* Work instruction:
The answer must be an exact printing of every record below, with the pictures omitted.

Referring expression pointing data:

>>>

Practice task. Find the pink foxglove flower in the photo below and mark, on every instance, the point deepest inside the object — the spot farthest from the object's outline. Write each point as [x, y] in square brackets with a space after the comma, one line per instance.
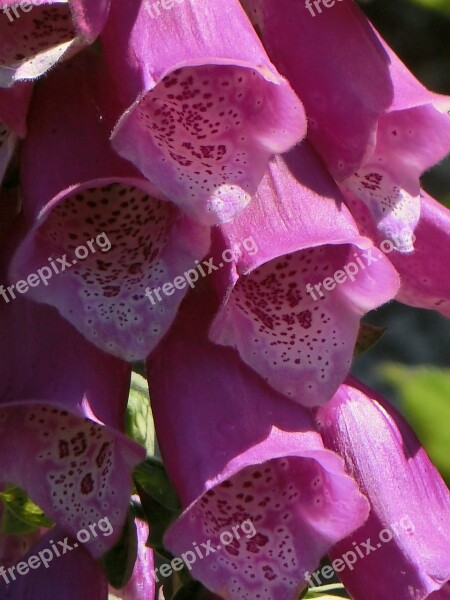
[203, 107]
[78, 193]
[62, 411]
[263, 500]
[376, 127]
[33, 39]
[292, 309]
[424, 276]
[403, 550]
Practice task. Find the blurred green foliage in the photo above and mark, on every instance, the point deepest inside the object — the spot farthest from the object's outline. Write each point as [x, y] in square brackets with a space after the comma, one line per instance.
[424, 393]
[440, 5]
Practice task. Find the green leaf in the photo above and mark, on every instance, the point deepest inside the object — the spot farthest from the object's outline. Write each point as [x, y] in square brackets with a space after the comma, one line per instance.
[160, 519]
[192, 590]
[323, 592]
[139, 419]
[152, 477]
[21, 515]
[368, 335]
[119, 561]
[425, 394]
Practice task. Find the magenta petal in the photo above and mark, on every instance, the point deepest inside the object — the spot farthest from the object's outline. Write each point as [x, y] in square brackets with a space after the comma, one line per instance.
[71, 576]
[238, 452]
[374, 124]
[407, 495]
[77, 471]
[32, 41]
[204, 107]
[13, 112]
[298, 337]
[62, 405]
[138, 239]
[424, 282]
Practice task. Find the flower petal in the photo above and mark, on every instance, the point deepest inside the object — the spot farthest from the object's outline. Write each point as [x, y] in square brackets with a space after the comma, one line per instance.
[13, 112]
[243, 459]
[61, 420]
[131, 237]
[409, 501]
[300, 338]
[204, 107]
[32, 41]
[424, 282]
[368, 115]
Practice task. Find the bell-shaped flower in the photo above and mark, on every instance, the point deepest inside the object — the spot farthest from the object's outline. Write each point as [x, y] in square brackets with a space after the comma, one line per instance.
[376, 127]
[62, 414]
[424, 277]
[403, 549]
[203, 107]
[100, 234]
[294, 298]
[36, 35]
[263, 500]
[13, 112]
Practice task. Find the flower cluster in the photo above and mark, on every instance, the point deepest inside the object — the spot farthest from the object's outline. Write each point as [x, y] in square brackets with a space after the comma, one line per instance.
[176, 130]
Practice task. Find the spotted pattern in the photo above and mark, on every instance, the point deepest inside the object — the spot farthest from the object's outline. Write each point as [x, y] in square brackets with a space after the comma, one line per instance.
[266, 561]
[77, 466]
[34, 32]
[288, 327]
[198, 119]
[111, 285]
[395, 210]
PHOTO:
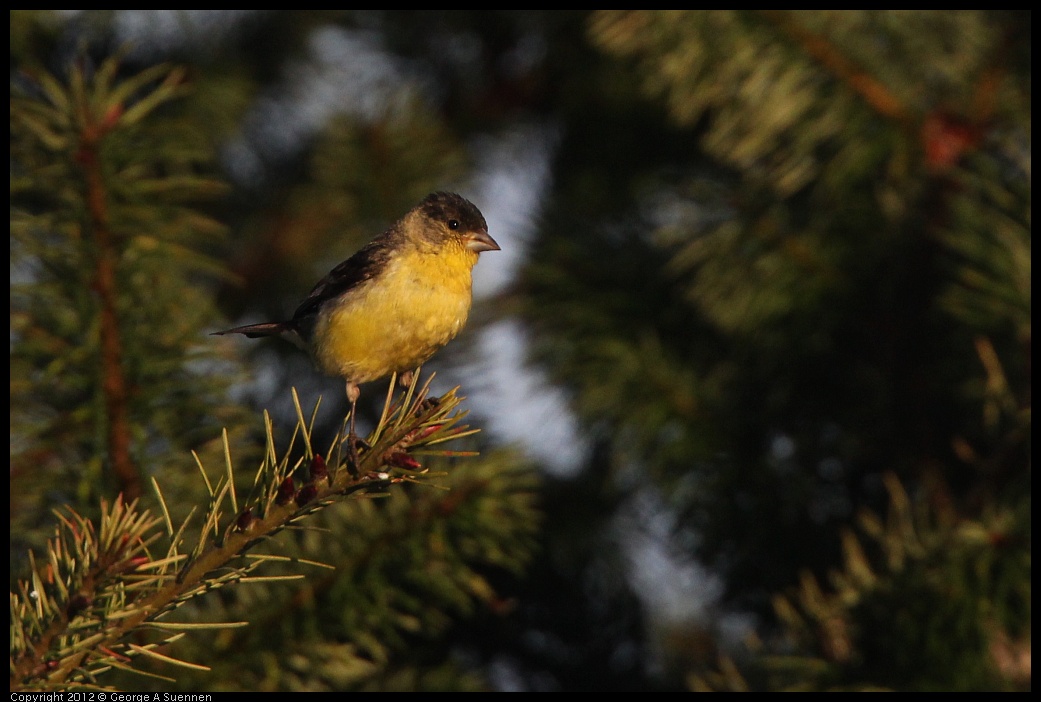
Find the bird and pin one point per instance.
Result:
(394, 303)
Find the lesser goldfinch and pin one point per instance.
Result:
(392, 304)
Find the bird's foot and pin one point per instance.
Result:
(354, 460)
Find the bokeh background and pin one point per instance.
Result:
(753, 367)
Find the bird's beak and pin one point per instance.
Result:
(480, 241)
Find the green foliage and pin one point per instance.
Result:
(98, 590)
(925, 602)
(780, 269)
(117, 218)
(111, 270)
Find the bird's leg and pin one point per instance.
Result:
(353, 392)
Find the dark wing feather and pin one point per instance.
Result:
(363, 266)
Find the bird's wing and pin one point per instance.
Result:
(363, 266)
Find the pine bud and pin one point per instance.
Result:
(319, 469)
(285, 491)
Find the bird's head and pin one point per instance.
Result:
(451, 218)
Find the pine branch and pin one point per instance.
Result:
(93, 128)
(99, 583)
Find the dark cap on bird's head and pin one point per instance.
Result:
(460, 215)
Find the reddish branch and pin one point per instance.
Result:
(113, 382)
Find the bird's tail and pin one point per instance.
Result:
(255, 330)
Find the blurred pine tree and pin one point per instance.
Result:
(781, 270)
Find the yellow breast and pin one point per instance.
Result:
(396, 321)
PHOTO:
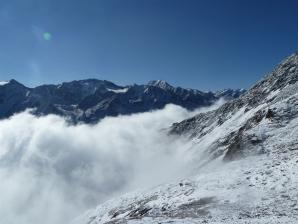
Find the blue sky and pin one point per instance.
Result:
(203, 44)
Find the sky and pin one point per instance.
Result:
(201, 44)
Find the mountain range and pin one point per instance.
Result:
(245, 155)
(90, 100)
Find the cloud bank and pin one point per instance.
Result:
(51, 172)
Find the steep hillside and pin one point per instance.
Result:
(243, 158)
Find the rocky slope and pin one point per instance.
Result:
(91, 100)
(244, 158)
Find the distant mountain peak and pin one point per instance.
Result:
(160, 83)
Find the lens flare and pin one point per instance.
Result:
(47, 36)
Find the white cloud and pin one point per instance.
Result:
(51, 172)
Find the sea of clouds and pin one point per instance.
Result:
(51, 172)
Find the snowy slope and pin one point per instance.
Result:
(244, 164)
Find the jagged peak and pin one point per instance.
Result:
(160, 83)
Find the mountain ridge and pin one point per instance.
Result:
(245, 161)
(90, 100)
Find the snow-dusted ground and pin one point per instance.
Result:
(258, 189)
(256, 183)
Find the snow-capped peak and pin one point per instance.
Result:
(2, 83)
(160, 83)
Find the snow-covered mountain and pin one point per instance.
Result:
(90, 100)
(244, 158)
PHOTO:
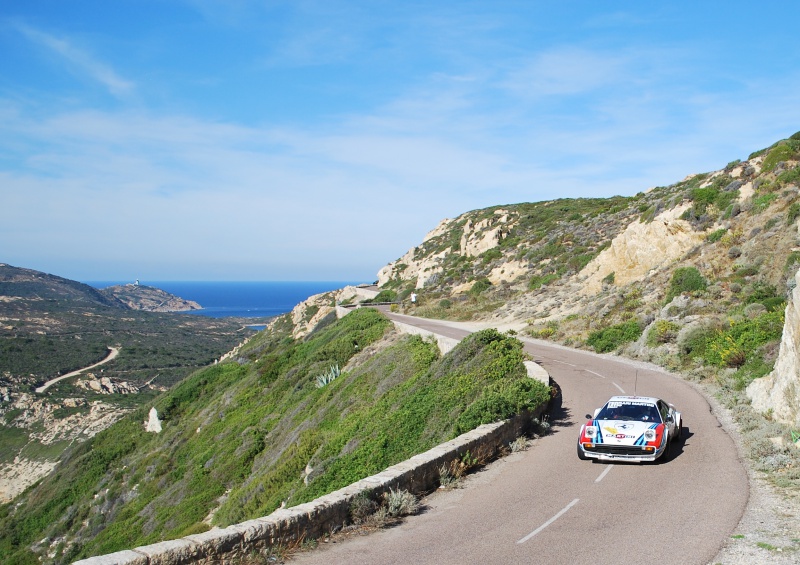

<<<

* Response area:
Practice task. Find the pink foxglove flower in the photo below and mark, on every instance, the point deepest inside the object — the spot farthest from the object's outline. Write each point as [x, y] in square brackets with a space after the comma, one line per instance.
[203, 107]
[78, 193]
[62, 411]
[263, 500]
[376, 127]
[33, 39]
[292, 309]
[424, 276]
[403, 550]
Practice task. Find the blurred green foliage in the photo above and mark, on every instance, the point deepest inside the object — the spot farthest from the object's outline. Write each point as [x, y] in square brackets with a space after the comma, one line per instance.
[424, 393]
[440, 5]
Practice task. Find the green leaf in the photo above and mark, on every instance, the point deepest inside the object — the spot farthest from the object's outline. Write each point as [x, y] in square brackets with a space after the comma, one line per instance.
[160, 519]
[192, 590]
[323, 592]
[139, 419]
[152, 477]
[21, 515]
[368, 335]
[119, 561]
[425, 394]
Practice task. Find the magenta petal in the photo above and mark, on every instance, the point deepest inside the object — the spot farthest from the object's outline. Write each point as [x, y] in square brackets with a space after the comma, one line per instance.
[71, 576]
[238, 452]
[374, 124]
[407, 495]
[77, 471]
[32, 41]
[204, 107]
[13, 112]
[298, 337]
[62, 405]
[138, 239]
[424, 282]
Practice task. Find the flower petal in the photo above and mark, on every instance, the point deepest inside the object — the spot farthest from the object's outline. Write each point as [x, y] in square brackets with a space after the comma, one line per instance.
[13, 112]
[243, 459]
[61, 420]
[131, 237]
[409, 501]
[300, 338]
[204, 107]
[32, 41]
[424, 282]
[368, 115]
Practice task. Find the bell-shaped flower in the photo above and mark, on every instance, the point deepest inside the object — the spot farthest from the object's outline. Write each point as [x, y] in square brackets with a space after the comma, one line per instance.
[376, 127]
[62, 414]
[424, 277]
[403, 549]
[203, 107]
[100, 234]
[294, 298]
[36, 35]
[263, 500]
[13, 112]
Practice task. Find the flower cluster in the photo above and mark, on every instance, the point deepest inside the object — the spot farthest from the object's outline. Write each point as [x, y] in square brackets with a space after the comma, one line per instance.
[176, 130]
Practice task. Find the spotted pattern in the photo above and mark, on every instance, the point deepest inside the object — the spot farthest from the object's outline. Write each point as [x, y] in square brackets with a space after the comma, one line per instance.
[266, 561]
[77, 466]
[34, 32]
[288, 327]
[198, 119]
[111, 285]
[395, 210]
PHOTO:
Find the bird and pin one point per instance.
Result:
(394, 303)
Find the lesser goldfinch and pin one point per instance.
Result:
(392, 304)
Find the bird's foot and pin one point per instance.
Result:
(354, 460)
Find the bokeh background and pin one point per instance.
Result:
(753, 367)
Find the bird's beak and pin one point per instance.
Result:
(480, 241)
Find the green foliage and pin one point per instance.
Result:
(98, 590)
(925, 602)
(780, 269)
(117, 218)
(111, 270)
Find the bird's leg and pin one point per instance.
Result:
(353, 392)
Find the dark wing feather and pin one point per instance.
Result:
(363, 266)
Find the bird's wing and pin one point per instance.
Result:
(363, 266)
Find the pine bud and pin one point per instance.
Result:
(319, 469)
(285, 491)
Find the bird's head and pin one point per instance.
Result:
(451, 218)
Find the pine branch and pin one point per instance.
Result:
(93, 128)
(99, 583)
Find the dark cap on bird's head and pin one point per instance.
Result:
(460, 215)
Find the reddish branch and pin one point per instance.
Result:
(113, 382)
Find the bird's tail and pin one point per instance.
Result:
(255, 330)
Find the blurred pine tree and pin one point per instance.
Result:
(781, 270)
Find the yellow breast and pin one point per instance.
Result:
(396, 321)
PHOTO:
Find the blue sky and pin one point per instance.
Result:
(203, 44)
Find the sky and pin one point per instance.
Result:
(201, 44)
Find the mountain range and pin one point per instance.
Result:
(245, 155)
(90, 100)
Find the cloud bank and pin one point per instance.
Result:
(51, 172)
Find the steep hillside and pin one point per instance.
Result:
(243, 158)
Find the rocky slope and pin one point per instance.
Result:
(91, 100)
(244, 158)
Find the distant mountain peak and pin one point per instance.
Result:
(160, 83)
Find the lens flare and pin one point per instance.
Result:
(47, 36)
Find the white cloud and pin one point per instance.
Result:
(51, 172)
Find the sea of clouds and pin one point per instance.
Result:
(51, 172)
Find the snowy slope and pin one point per instance.
Result:
(244, 164)
Find the jagged peak and pin one point per instance.
Result:
(160, 83)
Find the mountain ridge and pin one point per instance.
Result:
(245, 161)
(90, 100)
Find the snow-dusted ground and pin one point per instance.
Result:
(258, 189)
(256, 183)
Find the snow-capped peak and pin one point per instance.
Result:
(2, 83)
(160, 83)
Find the snow-covered mountain and pin one point per instance.
Result:
(90, 100)
(244, 158)
PHOTO:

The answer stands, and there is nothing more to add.